-------- FRAGMENTO DEL TEXTO --------
En 1962 tres científicos –James Watson, Francis Crick y Maurice Wilkins– obtuvieron el premio Nobel de Fisiología o Medicina por su descubrimiento –una década atrás– de la estructura del ADN. Lo que muchos no saben es que sin la 'colaboración' de la química Rosalind Franklin (Londres, 1920-1958) aquel Nobel no hubiese recaído en esta terna de hombres.
En 1953 Franklin tomó su famosa fotografía 51, en la que utilizó la difracción de rayos X para capturar la estructura de doble hélice del ADN. Se la enseñó a su compañero de trabajo, que no era otro que el futuro Nobel Maurice Wilkins, que se la mostró sin su permiso a Watson y Crick. El resto es el relato de una de las mayores afrentas de la historia de la ciencia.
Franklin fue una investigadora vocacional. A los 17 años decidió poner su vida al servicio de la ciencia. Se graduó en biofísica a los 21 años en la Universidad de Cambridge y estuvo siete años en París dedicada a la investigación sobre difracción de rayos X. En 1951 fue aceptada en el King's College de Londres, donde empezó a colaborar en un proyecto de ADN que llevaba meses en vía muerta.
--------
Retoma el texto sobre Rosalind Franklin y el ADN y sigue escribiendo a partir de su última frase. Estos registros vienen de otra fuente.
-------- REGISTROS --------
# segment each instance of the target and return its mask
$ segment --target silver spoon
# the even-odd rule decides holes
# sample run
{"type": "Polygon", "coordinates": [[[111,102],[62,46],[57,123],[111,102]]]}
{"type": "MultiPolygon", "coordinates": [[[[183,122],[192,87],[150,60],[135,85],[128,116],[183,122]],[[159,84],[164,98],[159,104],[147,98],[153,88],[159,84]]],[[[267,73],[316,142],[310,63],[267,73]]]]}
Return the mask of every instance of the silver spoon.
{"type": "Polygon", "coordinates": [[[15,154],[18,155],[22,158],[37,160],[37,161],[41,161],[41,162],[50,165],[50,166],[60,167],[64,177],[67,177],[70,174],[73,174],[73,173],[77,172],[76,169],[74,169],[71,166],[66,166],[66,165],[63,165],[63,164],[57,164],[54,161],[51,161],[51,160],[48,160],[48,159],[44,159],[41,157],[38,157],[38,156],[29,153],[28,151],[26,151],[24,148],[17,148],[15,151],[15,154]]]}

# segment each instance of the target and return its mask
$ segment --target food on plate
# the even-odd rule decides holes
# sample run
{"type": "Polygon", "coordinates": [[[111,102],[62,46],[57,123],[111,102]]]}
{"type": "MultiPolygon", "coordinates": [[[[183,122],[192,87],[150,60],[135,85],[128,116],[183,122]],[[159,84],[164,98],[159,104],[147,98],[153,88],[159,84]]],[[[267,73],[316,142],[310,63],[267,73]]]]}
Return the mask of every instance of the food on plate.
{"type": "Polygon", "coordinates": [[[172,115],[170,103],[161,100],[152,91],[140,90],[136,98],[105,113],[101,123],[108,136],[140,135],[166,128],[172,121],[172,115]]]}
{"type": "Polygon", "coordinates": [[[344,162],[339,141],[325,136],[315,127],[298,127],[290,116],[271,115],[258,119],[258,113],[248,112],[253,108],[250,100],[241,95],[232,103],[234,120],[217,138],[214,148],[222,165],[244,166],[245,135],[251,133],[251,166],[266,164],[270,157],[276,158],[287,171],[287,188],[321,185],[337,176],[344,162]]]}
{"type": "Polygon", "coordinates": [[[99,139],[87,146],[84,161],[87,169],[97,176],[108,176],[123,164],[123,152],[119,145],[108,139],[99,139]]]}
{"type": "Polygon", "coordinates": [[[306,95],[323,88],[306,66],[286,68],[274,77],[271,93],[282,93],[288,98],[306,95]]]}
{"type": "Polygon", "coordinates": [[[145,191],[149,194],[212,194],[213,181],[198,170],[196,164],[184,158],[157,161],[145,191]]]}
--------
### RESPUESTA
Seguramente, Rosalind no se imaginaba que poco después estaría relacionada con uno de los mayores descubrimientos de todos los tiempos. La revista Nature publicó en abril de 1953 el artículo Estructura molecular de los ácidos nucleicos, donde se revelaba la forma de doble hélice del ADN. Lo dramático para la científica es que su rol se vería reducido a la de un mero asistente técnico, mientras la gloria se la llevaban Watson, Crick y Wilkins.
Murió el 16 de abril de 1958, con 37 años de edad, víctima del cáncer. Esto ha sido citado para justificar por qué no fue incluida en el olimpo de los científicos: el Nobel no se concede a título póstumo. La verdadera razón de su falta de reconocimiento está anclada en las raíces de una sociedad que ha dado la espalda al papel protagonista de las mujeres en la ciencia.